** Data for analysis follows **

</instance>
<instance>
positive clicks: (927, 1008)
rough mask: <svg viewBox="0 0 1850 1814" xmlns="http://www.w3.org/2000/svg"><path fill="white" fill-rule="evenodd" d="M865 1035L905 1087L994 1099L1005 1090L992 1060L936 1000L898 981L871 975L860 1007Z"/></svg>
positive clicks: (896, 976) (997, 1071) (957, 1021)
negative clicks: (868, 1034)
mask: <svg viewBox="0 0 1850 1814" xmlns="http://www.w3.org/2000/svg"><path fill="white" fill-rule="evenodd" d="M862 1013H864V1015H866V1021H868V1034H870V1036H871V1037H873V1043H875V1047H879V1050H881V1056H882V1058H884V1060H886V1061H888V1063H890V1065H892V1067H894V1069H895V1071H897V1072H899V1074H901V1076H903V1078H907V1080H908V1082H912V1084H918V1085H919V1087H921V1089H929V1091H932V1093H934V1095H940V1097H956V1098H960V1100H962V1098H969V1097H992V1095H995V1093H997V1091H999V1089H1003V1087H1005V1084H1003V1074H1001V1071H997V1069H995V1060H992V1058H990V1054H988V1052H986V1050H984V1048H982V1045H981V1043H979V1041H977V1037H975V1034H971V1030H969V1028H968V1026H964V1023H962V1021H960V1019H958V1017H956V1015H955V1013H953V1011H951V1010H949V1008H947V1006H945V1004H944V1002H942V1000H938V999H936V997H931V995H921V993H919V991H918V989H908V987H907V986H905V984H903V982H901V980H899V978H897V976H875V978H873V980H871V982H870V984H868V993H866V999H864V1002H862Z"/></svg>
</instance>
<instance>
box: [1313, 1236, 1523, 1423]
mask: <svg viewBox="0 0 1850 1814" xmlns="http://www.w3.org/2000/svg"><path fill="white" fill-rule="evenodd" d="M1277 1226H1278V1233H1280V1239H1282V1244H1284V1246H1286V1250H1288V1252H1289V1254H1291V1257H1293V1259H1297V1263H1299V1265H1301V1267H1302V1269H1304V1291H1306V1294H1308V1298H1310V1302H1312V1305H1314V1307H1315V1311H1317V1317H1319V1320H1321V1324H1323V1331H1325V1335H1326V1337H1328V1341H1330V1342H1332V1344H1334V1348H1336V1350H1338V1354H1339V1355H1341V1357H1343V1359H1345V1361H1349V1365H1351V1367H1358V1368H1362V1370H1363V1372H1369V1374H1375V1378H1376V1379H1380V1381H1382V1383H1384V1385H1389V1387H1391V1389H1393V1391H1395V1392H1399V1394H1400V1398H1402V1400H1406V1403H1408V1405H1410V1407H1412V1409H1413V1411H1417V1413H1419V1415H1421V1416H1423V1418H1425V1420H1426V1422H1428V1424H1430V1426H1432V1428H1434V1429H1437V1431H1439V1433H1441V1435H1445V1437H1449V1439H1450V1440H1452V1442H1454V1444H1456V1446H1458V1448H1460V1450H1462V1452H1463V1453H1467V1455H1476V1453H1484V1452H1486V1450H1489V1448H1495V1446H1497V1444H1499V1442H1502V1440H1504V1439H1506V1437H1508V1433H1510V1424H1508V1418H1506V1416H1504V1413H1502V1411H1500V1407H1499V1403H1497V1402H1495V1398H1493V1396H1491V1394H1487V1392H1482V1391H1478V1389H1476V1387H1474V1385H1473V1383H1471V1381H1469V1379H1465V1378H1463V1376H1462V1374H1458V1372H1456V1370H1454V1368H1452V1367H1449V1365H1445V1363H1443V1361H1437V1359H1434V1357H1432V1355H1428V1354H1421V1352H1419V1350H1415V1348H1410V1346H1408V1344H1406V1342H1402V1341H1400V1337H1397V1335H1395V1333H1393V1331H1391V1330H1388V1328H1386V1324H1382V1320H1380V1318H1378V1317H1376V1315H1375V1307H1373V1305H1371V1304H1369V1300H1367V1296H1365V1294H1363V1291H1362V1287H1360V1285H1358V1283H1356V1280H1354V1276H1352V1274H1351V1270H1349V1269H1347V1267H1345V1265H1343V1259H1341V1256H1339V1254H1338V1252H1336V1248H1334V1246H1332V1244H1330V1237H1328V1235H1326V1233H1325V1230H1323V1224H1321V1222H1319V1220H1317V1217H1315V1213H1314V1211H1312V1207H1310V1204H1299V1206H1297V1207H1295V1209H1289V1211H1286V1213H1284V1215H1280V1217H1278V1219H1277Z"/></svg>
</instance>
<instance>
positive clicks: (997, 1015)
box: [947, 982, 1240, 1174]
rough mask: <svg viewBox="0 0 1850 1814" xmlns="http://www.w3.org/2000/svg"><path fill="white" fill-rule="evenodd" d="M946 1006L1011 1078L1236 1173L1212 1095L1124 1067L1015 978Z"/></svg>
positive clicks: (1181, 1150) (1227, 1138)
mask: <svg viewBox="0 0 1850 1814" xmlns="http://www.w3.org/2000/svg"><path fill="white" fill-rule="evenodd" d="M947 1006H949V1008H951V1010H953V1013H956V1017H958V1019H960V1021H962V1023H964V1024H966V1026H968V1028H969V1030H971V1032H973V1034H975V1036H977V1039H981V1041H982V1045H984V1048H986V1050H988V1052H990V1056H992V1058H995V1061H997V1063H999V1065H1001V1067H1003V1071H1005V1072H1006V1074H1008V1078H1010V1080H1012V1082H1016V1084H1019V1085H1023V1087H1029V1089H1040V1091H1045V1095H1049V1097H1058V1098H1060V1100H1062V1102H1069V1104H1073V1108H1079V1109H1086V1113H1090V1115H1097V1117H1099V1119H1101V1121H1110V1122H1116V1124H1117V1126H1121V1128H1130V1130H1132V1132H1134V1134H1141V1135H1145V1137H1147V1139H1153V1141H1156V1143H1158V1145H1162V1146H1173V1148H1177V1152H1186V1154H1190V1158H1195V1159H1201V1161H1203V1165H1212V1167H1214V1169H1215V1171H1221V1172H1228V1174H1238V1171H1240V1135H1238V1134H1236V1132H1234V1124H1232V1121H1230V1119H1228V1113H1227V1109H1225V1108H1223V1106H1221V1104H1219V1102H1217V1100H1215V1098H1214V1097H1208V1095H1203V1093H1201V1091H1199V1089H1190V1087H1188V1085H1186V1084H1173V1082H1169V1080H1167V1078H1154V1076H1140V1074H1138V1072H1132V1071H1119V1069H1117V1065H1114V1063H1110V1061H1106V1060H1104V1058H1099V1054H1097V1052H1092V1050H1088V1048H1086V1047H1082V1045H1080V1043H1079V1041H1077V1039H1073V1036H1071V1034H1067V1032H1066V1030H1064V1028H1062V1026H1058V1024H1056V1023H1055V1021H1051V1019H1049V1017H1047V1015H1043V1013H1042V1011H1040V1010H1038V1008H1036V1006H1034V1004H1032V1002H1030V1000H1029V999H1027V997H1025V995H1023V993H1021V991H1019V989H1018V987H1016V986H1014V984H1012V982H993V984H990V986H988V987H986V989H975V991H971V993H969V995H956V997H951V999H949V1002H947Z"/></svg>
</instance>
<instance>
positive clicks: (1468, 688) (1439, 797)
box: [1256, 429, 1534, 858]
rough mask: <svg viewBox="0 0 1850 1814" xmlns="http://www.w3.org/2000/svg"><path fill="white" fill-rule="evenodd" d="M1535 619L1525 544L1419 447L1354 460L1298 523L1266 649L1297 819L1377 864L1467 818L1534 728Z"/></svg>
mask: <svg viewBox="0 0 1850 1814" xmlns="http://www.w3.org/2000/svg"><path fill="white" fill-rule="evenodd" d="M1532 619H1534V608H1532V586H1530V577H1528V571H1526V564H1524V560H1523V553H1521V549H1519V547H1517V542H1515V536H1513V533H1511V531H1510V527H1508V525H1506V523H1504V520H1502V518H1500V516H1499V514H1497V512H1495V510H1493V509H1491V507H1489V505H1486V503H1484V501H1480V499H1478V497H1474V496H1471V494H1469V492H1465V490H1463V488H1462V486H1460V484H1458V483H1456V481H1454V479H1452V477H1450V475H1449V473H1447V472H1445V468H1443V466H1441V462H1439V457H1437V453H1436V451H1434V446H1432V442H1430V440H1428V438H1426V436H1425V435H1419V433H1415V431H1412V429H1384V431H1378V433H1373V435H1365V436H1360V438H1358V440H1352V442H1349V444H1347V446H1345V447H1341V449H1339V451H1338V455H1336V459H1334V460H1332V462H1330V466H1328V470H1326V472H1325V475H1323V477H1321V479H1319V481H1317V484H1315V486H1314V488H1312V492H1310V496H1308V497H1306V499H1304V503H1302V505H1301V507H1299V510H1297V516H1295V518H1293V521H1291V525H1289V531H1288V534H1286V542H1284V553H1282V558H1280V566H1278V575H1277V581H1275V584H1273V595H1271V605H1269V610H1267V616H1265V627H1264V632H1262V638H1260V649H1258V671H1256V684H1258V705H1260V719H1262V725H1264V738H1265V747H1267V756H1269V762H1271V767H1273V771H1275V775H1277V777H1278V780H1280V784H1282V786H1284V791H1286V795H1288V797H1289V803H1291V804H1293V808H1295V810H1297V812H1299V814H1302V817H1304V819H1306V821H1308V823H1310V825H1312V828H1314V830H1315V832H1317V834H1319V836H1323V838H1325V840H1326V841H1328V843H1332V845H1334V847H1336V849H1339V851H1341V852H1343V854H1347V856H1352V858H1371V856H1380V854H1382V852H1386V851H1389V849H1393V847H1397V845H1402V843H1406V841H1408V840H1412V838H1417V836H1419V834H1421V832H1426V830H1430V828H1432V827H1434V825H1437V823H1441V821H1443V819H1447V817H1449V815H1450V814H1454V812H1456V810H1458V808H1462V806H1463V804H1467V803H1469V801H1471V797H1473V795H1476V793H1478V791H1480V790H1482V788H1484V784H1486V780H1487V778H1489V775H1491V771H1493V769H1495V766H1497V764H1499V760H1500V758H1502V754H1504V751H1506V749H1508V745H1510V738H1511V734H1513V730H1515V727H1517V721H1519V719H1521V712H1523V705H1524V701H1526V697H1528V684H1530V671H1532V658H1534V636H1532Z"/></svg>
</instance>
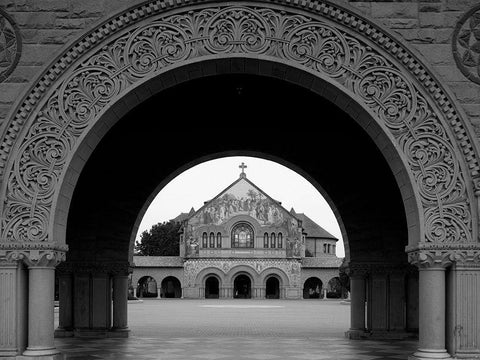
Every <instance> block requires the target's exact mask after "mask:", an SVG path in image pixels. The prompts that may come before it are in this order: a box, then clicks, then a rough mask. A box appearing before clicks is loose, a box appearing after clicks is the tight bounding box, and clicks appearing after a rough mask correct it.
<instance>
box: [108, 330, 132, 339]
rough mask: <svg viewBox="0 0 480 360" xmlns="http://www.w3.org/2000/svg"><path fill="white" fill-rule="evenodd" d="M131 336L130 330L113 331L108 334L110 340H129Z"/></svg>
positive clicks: (113, 330) (109, 331)
mask: <svg viewBox="0 0 480 360" xmlns="http://www.w3.org/2000/svg"><path fill="white" fill-rule="evenodd" d="M129 336H130V329H128V328H125V329H112V330H110V331H109V332H108V337H109V338H127V337H129Z"/></svg>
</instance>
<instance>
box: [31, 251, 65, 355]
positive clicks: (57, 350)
mask: <svg viewBox="0 0 480 360" xmlns="http://www.w3.org/2000/svg"><path fill="white" fill-rule="evenodd" d="M29 255H30V256H28V257H26V256H25V257H24V258H23V259H24V261H25V262H26V263H27V265H28V273H29V278H28V294H29V296H28V346H27V349H26V350H25V351H24V352H23V356H28V357H35V358H37V357H41V359H42V360H47V359H61V358H63V355H61V354H60V352H59V351H58V350H57V349H56V348H55V344H54V339H53V336H54V329H53V319H54V306H53V303H54V293H55V266H56V265H57V264H58V263H59V262H60V261H63V260H64V259H65V253H64V252H60V251H43V252H41V251H38V253H34V254H29Z"/></svg>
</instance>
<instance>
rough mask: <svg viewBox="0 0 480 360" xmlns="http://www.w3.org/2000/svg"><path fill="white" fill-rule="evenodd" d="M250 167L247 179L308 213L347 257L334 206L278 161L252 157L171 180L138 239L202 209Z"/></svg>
mask: <svg viewBox="0 0 480 360" xmlns="http://www.w3.org/2000/svg"><path fill="white" fill-rule="evenodd" d="M242 162H244V163H245V165H247V168H246V169H245V173H246V174H247V178H248V179H249V180H250V181H251V182H253V183H254V184H255V185H257V186H258V187H259V188H260V189H262V190H263V191H264V192H265V193H266V194H268V195H269V196H270V197H272V198H273V199H275V200H277V201H280V202H281V203H282V206H283V207H284V208H285V209H287V210H288V211H290V209H291V208H292V207H293V208H294V209H295V211H296V212H297V213H305V215H307V216H308V217H309V218H310V219H312V220H313V221H315V222H316V223H317V224H318V225H320V226H321V227H323V228H324V229H325V230H327V231H328V232H329V233H330V234H332V235H334V236H335V237H337V238H338V239H339V241H338V243H337V256H338V257H344V256H345V252H344V246H343V240H342V234H341V232H340V227H339V226H338V222H337V220H336V218H335V215H334V214H333V212H332V210H331V209H330V206H329V205H328V204H327V202H326V201H325V199H324V198H323V197H322V195H320V193H319V192H318V190H317V189H315V187H314V186H313V185H312V184H311V183H310V182H309V181H307V180H306V179H305V178H304V177H302V176H301V175H299V174H298V173H296V172H295V171H292V170H290V169H289V168H287V167H285V166H283V165H280V164H278V163H276V162H273V161H269V160H264V159H260V158H254V157H249V156H231V157H226V158H220V159H216V160H211V161H207V162H204V163H201V164H199V165H197V166H194V167H192V168H190V169H188V170H186V171H184V172H183V173H181V174H180V175H178V176H177V177H176V178H174V179H173V180H172V181H170V182H169V183H168V184H167V185H166V186H165V187H164V188H163V189H162V190H161V191H160V192H159V193H158V195H157V196H156V197H155V199H154V200H153V201H152V203H151V204H150V206H149V208H148V210H147V212H146V213H145V216H144V217H143V219H142V222H141V224H140V227H139V230H138V233H137V240H138V239H139V238H140V234H141V233H142V232H143V231H144V230H149V229H150V228H151V227H152V226H153V225H155V224H157V223H159V222H164V221H168V220H171V219H173V218H175V217H176V216H177V215H179V214H180V213H181V212H189V211H190V209H191V208H192V206H193V207H194V208H195V210H198V209H200V207H202V206H203V203H204V202H205V201H208V200H211V199H213V198H214V197H215V196H216V195H218V194H219V193H220V192H222V191H223V190H224V189H225V188H226V187H228V186H229V185H230V184H232V183H233V182H234V181H236V180H237V179H238V176H239V174H240V172H241V170H240V169H239V165H240V164H241V163H242Z"/></svg>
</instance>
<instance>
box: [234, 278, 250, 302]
mask: <svg viewBox="0 0 480 360" xmlns="http://www.w3.org/2000/svg"><path fill="white" fill-rule="evenodd" d="M233 297H234V299H250V298H251V297H252V280H251V279H250V277H249V276H248V275H245V274H240V275H237V276H236V277H235V280H234V281H233Z"/></svg>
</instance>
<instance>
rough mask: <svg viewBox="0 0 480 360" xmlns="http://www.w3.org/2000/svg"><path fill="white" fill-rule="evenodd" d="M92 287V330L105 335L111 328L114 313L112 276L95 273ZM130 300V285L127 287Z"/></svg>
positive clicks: (93, 277)
mask: <svg viewBox="0 0 480 360" xmlns="http://www.w3.org/2000/svg"><path fill="white" fill-rule="evenodd" d="M91 286H92V289H91V290H92V291H91V293H92V297H91V303H92V315H91V321H92V323H91V328H92V329H93V330H94V331H97V332H101V333H105V332H106V331H107V330H109V329H110V326H111V313H112V306H111V304H112V296H111V294H112V285H111V282H110V276H109V275H108V274H106V273H94V274H92V280H91ZM127 299H128V285H127Z"/></svg>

** End of Data for analysis **

Task statement.
Only the lines from the start of the data to the line holding "positive clicks: (896, 976)" are wanted; return them exactly, both ends included.

Answer to the problem.
</instance>
<instance>
positive clicks: (927, 1008)
rough mask: <svg viewBox="0 0 1850 1814" xmlns="http://www.w3.org/2000/svg"><path fill="white" fill-rule="evenodd" d="M865 1035L905 1087L994 1099L1005 1090L992 1060L936 1000L898 981L871 975L860 1007Z"/></svg>
positive clicks: (896, 976) (997, 1071) (957, 1021)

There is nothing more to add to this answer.